▸ REQUEST
Copy the rows below word for word, from the first line through the line that contains "Return the mask of every instance of the red fabric", including that line, and nothing beyond it.

▸ DATA SHOWN
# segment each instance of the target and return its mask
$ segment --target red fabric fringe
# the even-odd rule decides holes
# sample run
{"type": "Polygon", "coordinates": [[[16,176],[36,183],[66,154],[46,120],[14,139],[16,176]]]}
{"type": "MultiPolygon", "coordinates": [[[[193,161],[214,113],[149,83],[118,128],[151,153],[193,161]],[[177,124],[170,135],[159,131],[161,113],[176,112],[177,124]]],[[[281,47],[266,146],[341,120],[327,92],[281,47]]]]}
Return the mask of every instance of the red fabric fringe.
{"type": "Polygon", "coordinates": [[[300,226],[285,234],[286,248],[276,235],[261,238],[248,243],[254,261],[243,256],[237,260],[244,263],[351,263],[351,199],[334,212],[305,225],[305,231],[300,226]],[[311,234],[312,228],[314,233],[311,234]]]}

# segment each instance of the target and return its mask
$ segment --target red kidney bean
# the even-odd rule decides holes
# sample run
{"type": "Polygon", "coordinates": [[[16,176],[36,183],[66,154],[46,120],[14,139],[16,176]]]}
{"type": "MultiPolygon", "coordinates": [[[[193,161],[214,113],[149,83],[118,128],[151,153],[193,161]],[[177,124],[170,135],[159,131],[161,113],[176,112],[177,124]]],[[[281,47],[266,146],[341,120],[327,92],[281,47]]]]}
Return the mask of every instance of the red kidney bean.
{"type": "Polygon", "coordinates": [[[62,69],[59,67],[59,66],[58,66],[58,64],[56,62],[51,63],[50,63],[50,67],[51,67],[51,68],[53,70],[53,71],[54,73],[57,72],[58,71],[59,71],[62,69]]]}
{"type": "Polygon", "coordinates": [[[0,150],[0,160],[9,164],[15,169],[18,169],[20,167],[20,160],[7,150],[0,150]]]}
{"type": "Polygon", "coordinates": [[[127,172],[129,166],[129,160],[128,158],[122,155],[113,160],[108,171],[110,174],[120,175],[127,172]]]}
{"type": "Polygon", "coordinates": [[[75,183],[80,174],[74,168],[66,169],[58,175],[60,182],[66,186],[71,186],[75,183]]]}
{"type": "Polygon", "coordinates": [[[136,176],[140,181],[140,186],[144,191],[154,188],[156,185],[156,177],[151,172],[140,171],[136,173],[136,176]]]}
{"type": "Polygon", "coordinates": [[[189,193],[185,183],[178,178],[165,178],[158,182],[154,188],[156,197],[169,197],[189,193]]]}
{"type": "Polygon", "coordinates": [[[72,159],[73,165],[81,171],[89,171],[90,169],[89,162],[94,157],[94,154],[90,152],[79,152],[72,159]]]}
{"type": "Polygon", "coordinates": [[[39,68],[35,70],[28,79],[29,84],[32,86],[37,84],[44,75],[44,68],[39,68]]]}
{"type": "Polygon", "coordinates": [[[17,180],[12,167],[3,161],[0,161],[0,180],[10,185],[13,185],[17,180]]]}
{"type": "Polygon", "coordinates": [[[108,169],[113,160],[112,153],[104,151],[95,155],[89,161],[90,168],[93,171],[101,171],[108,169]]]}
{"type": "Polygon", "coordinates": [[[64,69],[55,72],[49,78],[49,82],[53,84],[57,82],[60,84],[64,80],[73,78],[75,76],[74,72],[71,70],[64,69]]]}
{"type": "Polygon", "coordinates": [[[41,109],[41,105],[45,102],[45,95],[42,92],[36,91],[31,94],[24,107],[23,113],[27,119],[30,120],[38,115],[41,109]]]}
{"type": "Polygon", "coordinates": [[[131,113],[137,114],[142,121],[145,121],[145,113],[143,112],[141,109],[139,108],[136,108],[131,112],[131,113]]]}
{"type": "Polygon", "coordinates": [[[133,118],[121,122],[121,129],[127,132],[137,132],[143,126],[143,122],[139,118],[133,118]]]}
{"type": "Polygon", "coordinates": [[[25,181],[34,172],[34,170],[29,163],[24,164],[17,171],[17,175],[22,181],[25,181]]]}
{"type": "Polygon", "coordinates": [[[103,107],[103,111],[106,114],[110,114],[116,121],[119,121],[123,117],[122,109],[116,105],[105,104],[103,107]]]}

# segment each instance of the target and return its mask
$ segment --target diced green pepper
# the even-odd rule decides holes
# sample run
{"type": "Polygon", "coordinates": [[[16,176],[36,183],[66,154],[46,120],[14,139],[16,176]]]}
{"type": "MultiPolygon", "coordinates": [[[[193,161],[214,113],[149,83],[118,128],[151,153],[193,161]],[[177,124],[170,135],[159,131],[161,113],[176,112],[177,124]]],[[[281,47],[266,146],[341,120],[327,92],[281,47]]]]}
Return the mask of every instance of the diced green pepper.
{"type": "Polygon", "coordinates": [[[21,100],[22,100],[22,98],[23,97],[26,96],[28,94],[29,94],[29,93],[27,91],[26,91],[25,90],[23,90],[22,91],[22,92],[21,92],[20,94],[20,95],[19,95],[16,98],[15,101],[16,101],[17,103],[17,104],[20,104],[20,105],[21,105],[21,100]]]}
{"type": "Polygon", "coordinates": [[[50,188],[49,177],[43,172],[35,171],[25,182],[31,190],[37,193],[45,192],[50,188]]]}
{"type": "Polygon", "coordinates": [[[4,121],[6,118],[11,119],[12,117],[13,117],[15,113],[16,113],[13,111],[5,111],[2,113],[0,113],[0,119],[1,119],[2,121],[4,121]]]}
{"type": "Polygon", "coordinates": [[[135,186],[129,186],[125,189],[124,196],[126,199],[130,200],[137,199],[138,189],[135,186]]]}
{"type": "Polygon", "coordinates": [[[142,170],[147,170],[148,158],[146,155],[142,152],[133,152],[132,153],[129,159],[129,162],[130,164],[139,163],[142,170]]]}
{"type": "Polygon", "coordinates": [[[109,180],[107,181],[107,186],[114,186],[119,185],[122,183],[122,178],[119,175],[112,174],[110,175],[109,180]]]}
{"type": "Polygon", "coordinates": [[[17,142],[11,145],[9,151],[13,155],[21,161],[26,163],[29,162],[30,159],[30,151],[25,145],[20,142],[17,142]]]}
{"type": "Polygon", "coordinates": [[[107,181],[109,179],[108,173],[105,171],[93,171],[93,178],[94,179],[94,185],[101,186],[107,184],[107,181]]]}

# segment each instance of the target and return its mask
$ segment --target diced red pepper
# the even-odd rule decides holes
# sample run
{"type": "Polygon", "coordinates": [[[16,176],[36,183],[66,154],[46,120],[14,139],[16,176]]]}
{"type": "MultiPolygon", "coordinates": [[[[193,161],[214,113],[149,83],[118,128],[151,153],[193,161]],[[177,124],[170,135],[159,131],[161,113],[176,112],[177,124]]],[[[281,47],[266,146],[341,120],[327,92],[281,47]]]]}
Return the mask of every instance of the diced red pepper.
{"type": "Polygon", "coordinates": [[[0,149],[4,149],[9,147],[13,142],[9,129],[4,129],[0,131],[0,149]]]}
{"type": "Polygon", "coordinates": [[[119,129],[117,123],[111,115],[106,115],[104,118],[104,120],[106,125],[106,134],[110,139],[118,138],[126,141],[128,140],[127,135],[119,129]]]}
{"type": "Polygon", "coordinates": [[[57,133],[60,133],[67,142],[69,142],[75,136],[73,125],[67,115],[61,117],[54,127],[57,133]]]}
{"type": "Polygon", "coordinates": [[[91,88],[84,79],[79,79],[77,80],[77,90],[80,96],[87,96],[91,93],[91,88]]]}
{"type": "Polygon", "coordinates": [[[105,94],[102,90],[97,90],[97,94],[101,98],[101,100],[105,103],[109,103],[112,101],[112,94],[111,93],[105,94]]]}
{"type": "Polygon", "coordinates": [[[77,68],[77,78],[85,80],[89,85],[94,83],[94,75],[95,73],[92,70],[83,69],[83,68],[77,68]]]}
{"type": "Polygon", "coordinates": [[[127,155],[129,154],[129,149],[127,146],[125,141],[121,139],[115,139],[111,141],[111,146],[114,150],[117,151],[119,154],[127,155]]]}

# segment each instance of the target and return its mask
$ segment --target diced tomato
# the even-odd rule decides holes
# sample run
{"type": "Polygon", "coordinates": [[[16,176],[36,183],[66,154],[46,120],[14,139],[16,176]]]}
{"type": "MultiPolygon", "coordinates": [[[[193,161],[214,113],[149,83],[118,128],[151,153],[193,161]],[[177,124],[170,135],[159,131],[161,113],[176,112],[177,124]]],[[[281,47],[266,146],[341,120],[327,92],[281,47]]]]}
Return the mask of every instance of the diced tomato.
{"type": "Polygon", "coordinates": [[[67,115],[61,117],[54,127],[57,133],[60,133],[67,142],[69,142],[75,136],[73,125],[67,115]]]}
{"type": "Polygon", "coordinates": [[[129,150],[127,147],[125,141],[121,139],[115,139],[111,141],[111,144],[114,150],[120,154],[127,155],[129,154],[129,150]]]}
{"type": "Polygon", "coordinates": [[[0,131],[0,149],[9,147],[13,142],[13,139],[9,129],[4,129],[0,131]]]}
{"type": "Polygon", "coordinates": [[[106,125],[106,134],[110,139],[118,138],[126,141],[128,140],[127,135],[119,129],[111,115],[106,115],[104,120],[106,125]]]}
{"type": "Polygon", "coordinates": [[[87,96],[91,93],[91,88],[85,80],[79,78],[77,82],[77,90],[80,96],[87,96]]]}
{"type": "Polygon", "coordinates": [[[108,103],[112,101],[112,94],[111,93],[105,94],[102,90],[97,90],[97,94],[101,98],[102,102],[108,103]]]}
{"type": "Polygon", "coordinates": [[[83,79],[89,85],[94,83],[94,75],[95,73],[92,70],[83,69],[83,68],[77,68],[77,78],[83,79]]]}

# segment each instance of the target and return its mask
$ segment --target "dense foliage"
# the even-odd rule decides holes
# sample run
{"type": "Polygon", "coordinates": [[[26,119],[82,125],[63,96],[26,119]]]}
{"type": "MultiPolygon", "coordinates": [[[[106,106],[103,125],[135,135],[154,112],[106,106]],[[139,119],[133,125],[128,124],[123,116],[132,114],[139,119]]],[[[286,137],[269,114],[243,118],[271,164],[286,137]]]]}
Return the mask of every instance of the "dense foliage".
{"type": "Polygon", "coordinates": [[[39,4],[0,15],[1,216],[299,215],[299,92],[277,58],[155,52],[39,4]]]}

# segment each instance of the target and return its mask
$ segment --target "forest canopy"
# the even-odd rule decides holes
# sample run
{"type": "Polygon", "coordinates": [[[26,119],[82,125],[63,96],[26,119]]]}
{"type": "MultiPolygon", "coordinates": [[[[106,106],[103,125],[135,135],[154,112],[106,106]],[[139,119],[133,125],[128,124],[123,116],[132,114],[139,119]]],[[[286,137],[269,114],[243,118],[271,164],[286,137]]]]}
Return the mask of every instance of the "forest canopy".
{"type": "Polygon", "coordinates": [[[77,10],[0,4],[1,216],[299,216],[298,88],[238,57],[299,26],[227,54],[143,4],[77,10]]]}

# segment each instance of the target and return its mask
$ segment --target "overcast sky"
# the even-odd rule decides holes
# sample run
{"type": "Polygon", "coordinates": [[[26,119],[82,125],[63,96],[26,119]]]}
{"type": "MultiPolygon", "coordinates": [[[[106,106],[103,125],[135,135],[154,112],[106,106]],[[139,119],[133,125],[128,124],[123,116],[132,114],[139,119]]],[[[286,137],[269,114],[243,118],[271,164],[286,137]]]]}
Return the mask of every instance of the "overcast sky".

▸ TASK ANSWER
# segment each instance of the target and return its mask
$ segment --target red fabric fringe
# the even-odd rule decides holes
# sample run
{"type": "Polygon", "coordinates": [[[16,176],[36,183],[66,154],[46,120],[14,139],[16,176]]]}
{"type": "MultiPolygon", "coordinates": [[[[193,161],[214,113],[149,83],[118,128],[151,153],[193,161]],[[177,124],[170,135],[159,131],[161,113],[176,112],[177,124]]],[[[281,47],[266,146],[341,120],[327,92],[281,47]]]]}
Return the mask of every instance of the red fabric fringe.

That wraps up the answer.